[Point placement records]

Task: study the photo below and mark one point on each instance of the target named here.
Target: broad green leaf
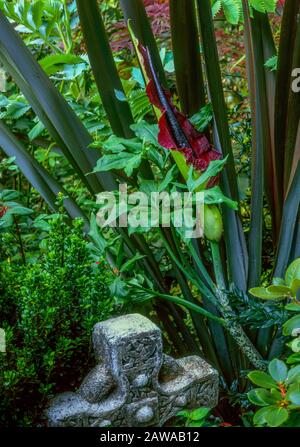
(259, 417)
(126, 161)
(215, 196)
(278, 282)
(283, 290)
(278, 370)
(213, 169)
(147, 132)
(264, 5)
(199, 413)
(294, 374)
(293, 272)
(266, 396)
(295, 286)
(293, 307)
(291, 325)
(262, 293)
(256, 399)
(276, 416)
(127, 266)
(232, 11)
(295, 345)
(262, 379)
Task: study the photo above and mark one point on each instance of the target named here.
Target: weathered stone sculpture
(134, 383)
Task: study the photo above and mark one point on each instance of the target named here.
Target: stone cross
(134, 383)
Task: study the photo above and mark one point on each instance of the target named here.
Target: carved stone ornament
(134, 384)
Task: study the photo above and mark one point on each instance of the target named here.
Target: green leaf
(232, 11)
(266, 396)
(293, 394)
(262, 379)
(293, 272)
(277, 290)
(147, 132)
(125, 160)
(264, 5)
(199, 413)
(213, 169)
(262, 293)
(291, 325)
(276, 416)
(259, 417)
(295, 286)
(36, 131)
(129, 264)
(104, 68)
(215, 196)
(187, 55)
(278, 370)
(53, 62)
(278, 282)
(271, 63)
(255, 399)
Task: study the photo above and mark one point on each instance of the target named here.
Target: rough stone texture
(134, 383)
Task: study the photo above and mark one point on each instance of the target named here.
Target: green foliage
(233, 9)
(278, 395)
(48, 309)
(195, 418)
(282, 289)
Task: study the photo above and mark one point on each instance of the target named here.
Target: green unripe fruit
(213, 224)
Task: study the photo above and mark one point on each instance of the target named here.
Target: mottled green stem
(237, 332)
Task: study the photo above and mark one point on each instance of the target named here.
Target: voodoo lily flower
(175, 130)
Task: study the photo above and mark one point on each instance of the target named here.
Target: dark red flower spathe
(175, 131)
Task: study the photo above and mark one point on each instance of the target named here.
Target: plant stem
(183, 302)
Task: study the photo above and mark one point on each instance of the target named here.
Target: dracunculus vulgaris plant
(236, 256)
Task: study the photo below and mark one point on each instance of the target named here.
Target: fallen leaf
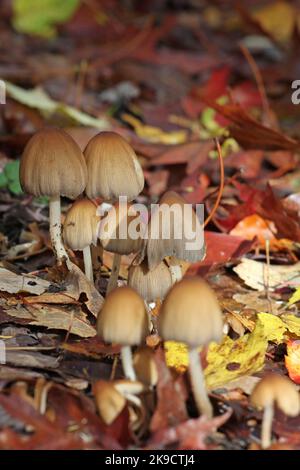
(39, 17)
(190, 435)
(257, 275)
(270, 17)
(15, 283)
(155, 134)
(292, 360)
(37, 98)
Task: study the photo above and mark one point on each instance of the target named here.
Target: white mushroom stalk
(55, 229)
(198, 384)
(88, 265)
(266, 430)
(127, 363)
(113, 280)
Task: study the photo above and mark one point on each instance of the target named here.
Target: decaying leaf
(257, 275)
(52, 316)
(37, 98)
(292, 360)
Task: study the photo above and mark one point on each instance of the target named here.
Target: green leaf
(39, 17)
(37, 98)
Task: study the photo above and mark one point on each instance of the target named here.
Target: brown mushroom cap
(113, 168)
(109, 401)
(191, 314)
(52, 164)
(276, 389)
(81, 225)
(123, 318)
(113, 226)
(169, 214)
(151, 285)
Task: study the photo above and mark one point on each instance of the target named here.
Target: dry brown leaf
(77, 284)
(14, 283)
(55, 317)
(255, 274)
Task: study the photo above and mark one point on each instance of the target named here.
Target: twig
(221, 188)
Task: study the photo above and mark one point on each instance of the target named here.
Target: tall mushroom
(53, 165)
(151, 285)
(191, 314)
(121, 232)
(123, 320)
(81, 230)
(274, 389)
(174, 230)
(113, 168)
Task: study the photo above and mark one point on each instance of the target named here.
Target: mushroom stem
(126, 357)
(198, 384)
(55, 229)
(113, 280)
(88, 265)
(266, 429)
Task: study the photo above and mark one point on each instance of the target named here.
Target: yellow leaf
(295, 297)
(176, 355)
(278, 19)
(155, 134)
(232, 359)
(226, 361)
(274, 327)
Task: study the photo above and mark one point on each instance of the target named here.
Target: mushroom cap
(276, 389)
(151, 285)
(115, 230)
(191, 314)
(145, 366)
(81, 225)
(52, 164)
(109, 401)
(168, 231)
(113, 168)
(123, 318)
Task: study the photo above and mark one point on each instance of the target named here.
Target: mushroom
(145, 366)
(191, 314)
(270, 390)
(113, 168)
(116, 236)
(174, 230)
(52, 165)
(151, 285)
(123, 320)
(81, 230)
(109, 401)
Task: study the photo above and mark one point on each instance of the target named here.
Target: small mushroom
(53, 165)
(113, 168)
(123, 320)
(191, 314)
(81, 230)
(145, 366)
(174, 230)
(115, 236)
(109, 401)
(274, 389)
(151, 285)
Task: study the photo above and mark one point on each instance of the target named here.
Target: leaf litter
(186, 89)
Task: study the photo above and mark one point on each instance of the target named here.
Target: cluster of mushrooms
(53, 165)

[Your instructions] Collect every line of the material above that contains the string "leaf". Case counts, so match uppercase and lowercase letters exactly.

[Answer for the task]
Target: broad green leaf
Target: green leaf
Target: fallen leaf
Target: decaying leaf
Target: green leaf
Target: dry brown leaf
Target: yellow leaf
Target: leaf litter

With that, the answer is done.